- _Given text_:
┄┄┄┄┄┄┄┄┄┄
= Museum of New Art =

The Museum of New Art, better known as MONA is the first popup museum, founded in 1996 and run by artists since then. The museum's locations have varied from the walk-in closet of a commercial gallery (rented for $1 per year), the second floor of a downtown office building, and now a satellite facility in Detroit's Russell Industrial Complex. The Russell facility was also the location where they awarded the first Prinzhorn International Art Prize whose recipients included Christo and Jeanne-Claude. Christo and Jeanne-Claude have also contributed to the museum's permanent collection, which comprises more than 200 small-scale pieces.

The museum was founded by Jef Bourgeau, a native Detroit artist who works in various mediums and who has exhibited his works in the U.S. and Europe.

At its largest, in 2003, the museum was over 40,000 square feet. As of 2010, it consists of seven galleries between Detroit and Pontiac, Michigan, totaling about 16,000 square feet. In its history, it has worked with a wide range of artists including: Sol LeWitt, Yoko Ono, and Iain Baxter.

The museum is perhaps most well known for its 1998 exhibit, MONA's Art Until Now at the Detroit Institute of Arts, that was shut down for fear of offending Christians, and the debut of the lost Andy Warhol You Are the One amid controversy.
┄┄┄┄┄┄┄┄┄┄
- _Supplied records_:
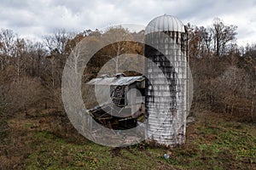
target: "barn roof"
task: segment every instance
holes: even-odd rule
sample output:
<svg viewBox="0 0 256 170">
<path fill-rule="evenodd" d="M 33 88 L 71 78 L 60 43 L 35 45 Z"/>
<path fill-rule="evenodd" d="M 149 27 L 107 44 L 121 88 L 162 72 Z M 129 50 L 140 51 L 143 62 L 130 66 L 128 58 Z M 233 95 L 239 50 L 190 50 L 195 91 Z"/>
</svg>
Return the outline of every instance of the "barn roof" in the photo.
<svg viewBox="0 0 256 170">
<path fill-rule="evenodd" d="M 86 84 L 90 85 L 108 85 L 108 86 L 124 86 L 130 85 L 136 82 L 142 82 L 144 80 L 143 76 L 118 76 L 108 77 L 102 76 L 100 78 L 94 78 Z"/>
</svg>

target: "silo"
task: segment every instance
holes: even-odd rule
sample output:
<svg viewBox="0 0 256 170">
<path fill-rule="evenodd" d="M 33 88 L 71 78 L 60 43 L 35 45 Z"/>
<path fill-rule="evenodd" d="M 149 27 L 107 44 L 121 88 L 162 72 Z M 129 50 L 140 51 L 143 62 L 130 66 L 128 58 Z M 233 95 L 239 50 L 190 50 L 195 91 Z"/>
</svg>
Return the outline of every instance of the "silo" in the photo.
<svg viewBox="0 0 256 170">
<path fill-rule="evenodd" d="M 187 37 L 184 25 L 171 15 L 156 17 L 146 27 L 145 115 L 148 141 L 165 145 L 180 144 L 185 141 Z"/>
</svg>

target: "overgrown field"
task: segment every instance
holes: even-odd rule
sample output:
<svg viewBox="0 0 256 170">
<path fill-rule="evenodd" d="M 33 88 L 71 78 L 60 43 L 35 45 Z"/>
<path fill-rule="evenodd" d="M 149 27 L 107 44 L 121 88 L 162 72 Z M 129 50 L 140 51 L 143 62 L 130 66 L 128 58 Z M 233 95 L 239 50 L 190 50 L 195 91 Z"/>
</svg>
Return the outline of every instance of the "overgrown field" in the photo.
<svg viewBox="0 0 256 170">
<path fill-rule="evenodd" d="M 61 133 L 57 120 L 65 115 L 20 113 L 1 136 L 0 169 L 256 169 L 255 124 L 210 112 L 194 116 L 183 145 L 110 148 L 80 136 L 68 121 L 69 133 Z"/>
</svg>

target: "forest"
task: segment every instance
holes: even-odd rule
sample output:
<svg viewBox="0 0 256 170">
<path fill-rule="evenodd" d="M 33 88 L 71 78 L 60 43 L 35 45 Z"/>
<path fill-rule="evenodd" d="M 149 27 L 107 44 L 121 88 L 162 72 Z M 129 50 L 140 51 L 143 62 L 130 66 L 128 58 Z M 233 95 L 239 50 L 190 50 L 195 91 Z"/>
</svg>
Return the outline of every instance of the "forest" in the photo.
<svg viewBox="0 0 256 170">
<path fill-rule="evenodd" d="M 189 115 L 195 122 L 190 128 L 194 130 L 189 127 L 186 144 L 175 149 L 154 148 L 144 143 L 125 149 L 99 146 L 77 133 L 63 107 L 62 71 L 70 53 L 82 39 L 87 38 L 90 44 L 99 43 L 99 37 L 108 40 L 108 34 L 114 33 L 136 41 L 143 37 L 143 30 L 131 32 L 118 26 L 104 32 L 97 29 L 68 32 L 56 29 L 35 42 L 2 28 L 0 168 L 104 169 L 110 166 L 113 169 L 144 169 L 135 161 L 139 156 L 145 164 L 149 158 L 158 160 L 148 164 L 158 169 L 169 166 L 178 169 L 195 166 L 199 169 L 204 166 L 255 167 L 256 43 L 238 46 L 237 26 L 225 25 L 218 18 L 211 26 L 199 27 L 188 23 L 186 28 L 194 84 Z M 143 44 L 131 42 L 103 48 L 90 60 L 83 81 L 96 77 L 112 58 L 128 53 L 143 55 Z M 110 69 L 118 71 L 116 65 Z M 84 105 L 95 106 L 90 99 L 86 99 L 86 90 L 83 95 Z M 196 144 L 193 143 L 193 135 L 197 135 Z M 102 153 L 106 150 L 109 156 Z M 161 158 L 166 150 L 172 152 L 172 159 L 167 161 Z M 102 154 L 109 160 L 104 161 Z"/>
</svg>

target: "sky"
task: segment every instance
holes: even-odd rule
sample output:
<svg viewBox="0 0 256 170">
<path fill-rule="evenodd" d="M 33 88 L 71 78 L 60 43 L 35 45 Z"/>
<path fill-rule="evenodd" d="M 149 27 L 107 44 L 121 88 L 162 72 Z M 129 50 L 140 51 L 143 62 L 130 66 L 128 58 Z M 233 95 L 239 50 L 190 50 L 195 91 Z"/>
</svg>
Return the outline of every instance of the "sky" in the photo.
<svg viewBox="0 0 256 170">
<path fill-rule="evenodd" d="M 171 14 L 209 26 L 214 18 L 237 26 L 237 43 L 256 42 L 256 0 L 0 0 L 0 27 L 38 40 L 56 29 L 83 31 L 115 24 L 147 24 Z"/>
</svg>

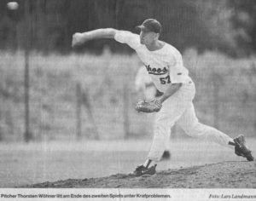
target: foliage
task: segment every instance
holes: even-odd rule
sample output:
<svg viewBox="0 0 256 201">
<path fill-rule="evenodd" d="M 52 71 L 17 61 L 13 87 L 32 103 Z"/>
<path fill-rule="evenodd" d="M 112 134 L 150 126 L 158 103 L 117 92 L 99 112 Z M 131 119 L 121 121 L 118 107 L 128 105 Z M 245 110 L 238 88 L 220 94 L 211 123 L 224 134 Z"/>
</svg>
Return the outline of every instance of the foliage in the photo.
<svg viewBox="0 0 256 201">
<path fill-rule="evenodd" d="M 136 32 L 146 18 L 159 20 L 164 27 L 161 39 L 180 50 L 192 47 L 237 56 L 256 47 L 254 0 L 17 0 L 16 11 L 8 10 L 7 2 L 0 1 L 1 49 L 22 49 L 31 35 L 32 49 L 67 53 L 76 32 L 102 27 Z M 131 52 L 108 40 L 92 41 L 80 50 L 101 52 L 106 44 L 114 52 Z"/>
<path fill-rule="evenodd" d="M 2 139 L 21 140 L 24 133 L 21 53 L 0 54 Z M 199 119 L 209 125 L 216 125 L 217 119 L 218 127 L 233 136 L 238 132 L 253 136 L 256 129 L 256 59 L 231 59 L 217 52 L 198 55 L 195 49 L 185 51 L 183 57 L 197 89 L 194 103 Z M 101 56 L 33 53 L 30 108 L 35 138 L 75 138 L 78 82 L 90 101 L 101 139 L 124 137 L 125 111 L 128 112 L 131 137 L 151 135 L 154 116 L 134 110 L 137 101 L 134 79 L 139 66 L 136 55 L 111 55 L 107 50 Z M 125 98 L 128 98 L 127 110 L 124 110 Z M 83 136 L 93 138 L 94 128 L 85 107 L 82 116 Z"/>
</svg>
┄┄┄┄┄┄┄┄┄┄
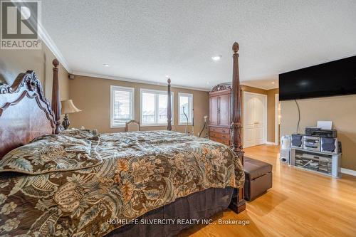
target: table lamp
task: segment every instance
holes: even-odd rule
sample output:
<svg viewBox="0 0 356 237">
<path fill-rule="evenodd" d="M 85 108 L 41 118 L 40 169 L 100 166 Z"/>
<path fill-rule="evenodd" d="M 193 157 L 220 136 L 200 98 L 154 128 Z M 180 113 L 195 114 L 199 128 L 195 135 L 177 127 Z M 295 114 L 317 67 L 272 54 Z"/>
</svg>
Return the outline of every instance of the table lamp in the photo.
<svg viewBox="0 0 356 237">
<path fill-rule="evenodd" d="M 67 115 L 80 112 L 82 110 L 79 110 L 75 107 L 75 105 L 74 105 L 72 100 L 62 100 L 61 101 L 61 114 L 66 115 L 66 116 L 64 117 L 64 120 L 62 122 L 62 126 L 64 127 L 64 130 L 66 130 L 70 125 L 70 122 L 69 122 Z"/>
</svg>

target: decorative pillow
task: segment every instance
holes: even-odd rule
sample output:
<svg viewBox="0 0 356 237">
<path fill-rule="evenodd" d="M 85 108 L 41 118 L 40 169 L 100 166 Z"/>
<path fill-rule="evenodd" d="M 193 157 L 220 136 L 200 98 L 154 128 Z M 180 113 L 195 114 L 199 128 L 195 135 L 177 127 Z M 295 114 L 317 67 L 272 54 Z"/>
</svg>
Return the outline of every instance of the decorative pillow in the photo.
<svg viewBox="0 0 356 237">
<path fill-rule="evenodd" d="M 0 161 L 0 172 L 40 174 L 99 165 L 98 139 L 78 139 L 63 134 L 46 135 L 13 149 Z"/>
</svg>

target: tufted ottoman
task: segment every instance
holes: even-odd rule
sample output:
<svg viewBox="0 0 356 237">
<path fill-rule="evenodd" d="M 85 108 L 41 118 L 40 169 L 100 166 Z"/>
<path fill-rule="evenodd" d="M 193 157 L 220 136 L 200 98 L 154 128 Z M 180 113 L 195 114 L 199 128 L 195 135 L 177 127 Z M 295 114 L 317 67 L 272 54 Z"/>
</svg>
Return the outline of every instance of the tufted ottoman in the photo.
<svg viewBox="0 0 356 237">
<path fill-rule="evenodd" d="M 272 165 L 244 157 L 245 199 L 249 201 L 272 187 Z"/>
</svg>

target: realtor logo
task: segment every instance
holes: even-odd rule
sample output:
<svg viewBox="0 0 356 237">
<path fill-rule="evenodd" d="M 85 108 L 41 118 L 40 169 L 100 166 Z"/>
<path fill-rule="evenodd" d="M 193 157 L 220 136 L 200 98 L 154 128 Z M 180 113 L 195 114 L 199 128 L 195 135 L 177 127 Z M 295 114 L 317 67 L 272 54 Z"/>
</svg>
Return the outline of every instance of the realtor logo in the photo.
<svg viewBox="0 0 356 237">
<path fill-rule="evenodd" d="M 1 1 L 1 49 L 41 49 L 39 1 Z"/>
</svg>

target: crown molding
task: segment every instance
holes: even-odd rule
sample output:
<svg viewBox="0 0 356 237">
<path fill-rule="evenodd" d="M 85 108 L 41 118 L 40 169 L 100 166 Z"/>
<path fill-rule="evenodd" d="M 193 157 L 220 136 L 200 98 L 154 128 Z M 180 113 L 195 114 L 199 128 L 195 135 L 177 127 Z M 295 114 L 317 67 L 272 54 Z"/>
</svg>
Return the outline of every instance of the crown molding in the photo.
┄┄┄┄┄┄┄┄┄┄
- _Exercise tasks_:
a – According to the Museum of New Art text, how large was the museum at its largest, and in what year?
b – Update the stretch of the Museum of New Art text from "At its largest, in" through "One amid controversy.", putting "eight" in place of "seven".
The records above come from a source unrelated to the Museum of New Art text.

- _Per-task outputs_:
a – It was over 40,000 square feet, in 2003.

b –
At its largest, in 2003, the museum was over 40,000 square feet. As of 2010, it consists of eight galleries between Detroit and Pontiac, Michigan, totaling about 16,000 square feet. In its history, it has worked with a wide range of artists including: Sol LeWitt, Yoko Ono, and Iain Baxter.

The museum is perhaps most well known for its 1998 exhibit, MONA's Art Until Now at the Detroit Institute of Arts, that was shut down for fear of offending Christians, and the debut of the lost Andy Warhol You Are the One amid controversy.